START Data for this task
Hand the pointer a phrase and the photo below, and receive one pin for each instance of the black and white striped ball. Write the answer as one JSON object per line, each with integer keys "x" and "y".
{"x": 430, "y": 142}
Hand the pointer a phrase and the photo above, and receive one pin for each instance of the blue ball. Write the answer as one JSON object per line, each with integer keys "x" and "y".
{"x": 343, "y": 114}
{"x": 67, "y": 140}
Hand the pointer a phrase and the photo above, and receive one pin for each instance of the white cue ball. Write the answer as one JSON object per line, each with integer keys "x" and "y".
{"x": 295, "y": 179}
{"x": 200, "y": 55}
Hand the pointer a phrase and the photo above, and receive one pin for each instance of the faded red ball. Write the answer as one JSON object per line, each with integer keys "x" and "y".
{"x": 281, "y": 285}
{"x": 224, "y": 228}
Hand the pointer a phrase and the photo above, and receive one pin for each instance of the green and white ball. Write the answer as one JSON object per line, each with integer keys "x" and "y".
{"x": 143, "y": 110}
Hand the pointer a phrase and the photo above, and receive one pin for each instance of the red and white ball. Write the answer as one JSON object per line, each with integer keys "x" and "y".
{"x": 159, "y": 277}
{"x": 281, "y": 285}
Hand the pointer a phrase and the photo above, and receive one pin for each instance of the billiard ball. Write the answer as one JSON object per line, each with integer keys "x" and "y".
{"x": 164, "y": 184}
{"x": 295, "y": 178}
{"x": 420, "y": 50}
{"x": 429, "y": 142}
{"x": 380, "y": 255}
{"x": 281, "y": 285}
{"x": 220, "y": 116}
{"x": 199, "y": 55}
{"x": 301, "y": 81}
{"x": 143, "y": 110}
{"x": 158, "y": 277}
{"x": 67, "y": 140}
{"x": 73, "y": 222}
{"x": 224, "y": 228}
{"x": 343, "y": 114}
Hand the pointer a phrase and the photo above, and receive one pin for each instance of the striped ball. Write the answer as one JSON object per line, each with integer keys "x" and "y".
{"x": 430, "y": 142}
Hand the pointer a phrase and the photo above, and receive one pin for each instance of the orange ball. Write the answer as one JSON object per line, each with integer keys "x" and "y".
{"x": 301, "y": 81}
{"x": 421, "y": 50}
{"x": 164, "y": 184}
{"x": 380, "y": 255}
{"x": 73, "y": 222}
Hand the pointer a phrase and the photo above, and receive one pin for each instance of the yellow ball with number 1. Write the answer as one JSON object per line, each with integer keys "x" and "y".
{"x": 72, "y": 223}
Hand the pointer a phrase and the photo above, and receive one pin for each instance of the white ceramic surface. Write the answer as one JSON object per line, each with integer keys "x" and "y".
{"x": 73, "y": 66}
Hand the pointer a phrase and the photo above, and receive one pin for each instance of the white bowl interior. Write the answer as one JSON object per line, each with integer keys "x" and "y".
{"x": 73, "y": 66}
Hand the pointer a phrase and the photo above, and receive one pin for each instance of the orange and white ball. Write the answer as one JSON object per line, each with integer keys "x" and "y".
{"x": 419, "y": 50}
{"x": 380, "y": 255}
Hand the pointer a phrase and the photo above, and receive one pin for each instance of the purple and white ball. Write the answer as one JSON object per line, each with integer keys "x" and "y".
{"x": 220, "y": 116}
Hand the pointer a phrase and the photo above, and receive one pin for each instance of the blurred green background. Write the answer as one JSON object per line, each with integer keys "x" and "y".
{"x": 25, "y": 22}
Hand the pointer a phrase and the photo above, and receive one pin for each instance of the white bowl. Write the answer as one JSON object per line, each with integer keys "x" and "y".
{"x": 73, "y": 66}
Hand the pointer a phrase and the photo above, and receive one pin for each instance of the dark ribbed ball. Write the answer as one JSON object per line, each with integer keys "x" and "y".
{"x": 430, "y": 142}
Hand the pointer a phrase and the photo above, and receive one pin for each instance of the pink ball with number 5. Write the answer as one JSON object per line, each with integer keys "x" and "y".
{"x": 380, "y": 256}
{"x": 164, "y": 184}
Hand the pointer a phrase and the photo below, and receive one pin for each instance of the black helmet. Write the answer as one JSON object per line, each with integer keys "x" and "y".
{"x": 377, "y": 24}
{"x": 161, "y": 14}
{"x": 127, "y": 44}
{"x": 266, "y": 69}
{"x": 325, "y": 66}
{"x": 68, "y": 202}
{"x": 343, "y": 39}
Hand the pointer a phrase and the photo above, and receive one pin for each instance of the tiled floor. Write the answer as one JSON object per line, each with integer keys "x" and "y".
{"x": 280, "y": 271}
END Data for this task
Your output should be the lines from the one with "the black helmet." through the last line of the entries above, copied exactly and nothing more.

_Written solution_.
Hand the pointer a phrase and the photo below, and receive one pin for each instance of the black helmet. Write the answer as one JSON object per line, each with integer keys "x" and "y".
{"x": 377, "y": 24}
{"x": 161, "y": 14}
{"x": 127, "y": 44}
{"x": 266, "y": 69}
{"x": 325, "y": 66}
{"x": 68, "y": 202}
{"x": 343, "y": 39}
Hand the pointer a phrase and the photo above, and receive one pin for each instance of the tiled floor. Write the answer as one JSON object per line, each with integer keys "x" and "y".
{"x": 280, "y": 271}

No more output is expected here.